The Brand Film Brief Template

Most production briefs are too long, too vague, or both.

The "too long" briefs are usually agency-flavoured: ten pages of moodboard, five pages of brand guidelines, three pages of audience personas, and a deliverable section that boils down to "we want it to feel cinematic." By the time anyone gets to the actual creative direction, the brief has stopped being a working document and started being a deck.

The "too vague" briefs are the opposite. A paragraph of context, a budget number, a deadline, and a hopeful sentence about wanting it to "really capture our brand." Not enough to plan a shoot from. Definitely not enough to know whether it worked.

What sits between those two failure modes is the brief that runs every project I work on. One page. Eight sections. Each one decides something.

I'm publishing it here for anyone who wants a working version they can adapt for their own production work — internal team, external freelancer, agency, or otherwise.

What's in it

The eight sections, in order:

1. The commercial goal. What this content needs to do for the business. Not what it should look like. What outcome it produces.

┄┄┄┄┄┄┄┄┄┄

Revise the stretch of the brand film brief text from "I'm publishing it" through "outcome it produces.", replacing "commercial goal" with "business objective". Answer using only the text above, with no outside sources.

Collected data:
┄┄┄┄┄┄┄┄┄┄

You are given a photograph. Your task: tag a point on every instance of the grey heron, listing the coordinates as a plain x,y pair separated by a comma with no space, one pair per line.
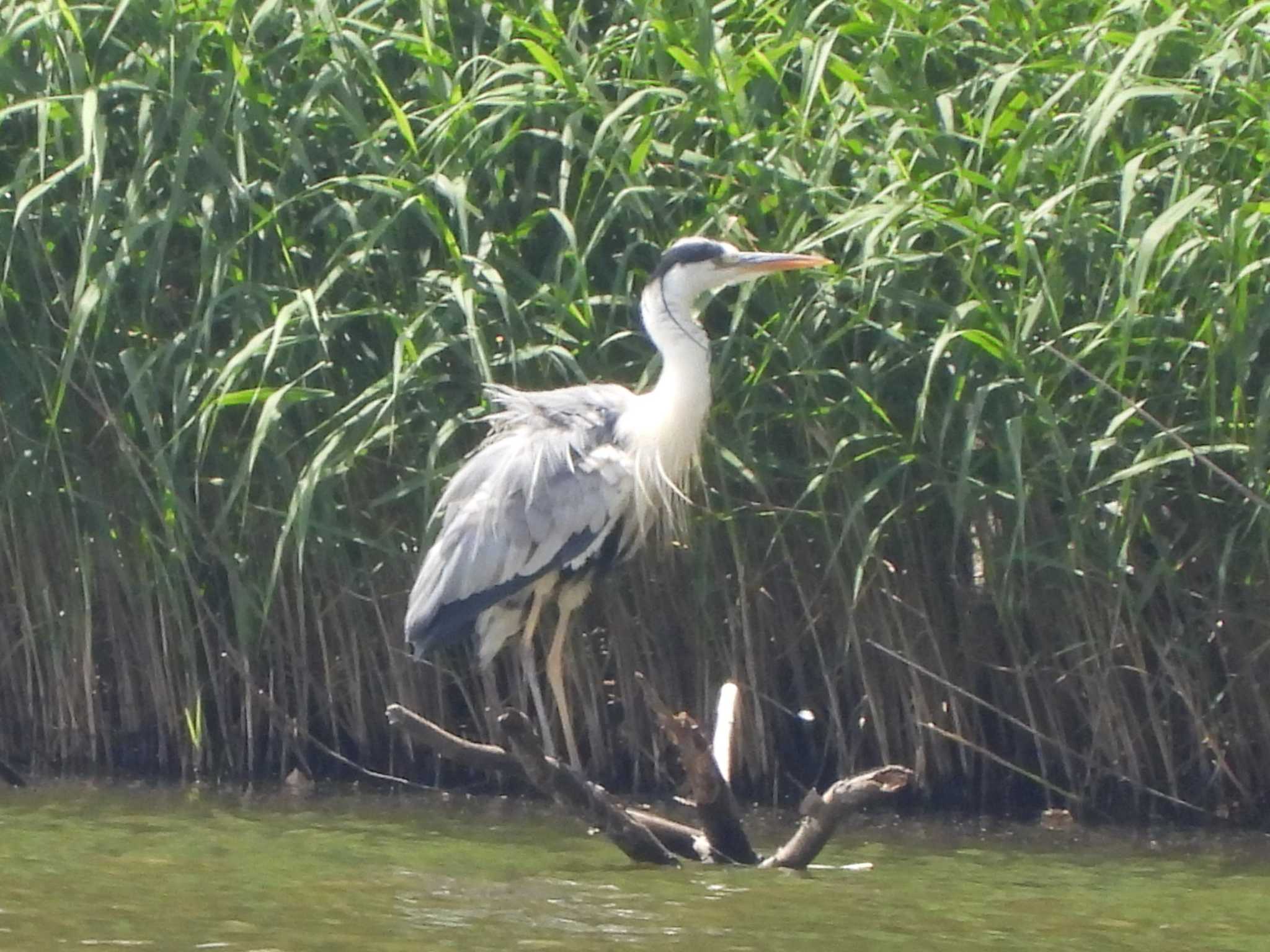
571,482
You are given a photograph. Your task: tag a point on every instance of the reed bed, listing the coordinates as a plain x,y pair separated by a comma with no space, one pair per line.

┄┄┄┄┄┄┄┄┄┄

Finished answer:
I'm publishing it here for anyone who wants a working version they can adapt for their own production work — internal team, external freelancer, agency, or otherwise.

What's in it

The eight sections, in order:

1. The business objective. What this content needs to do for the business. Not what it should look like. What outcome it produces.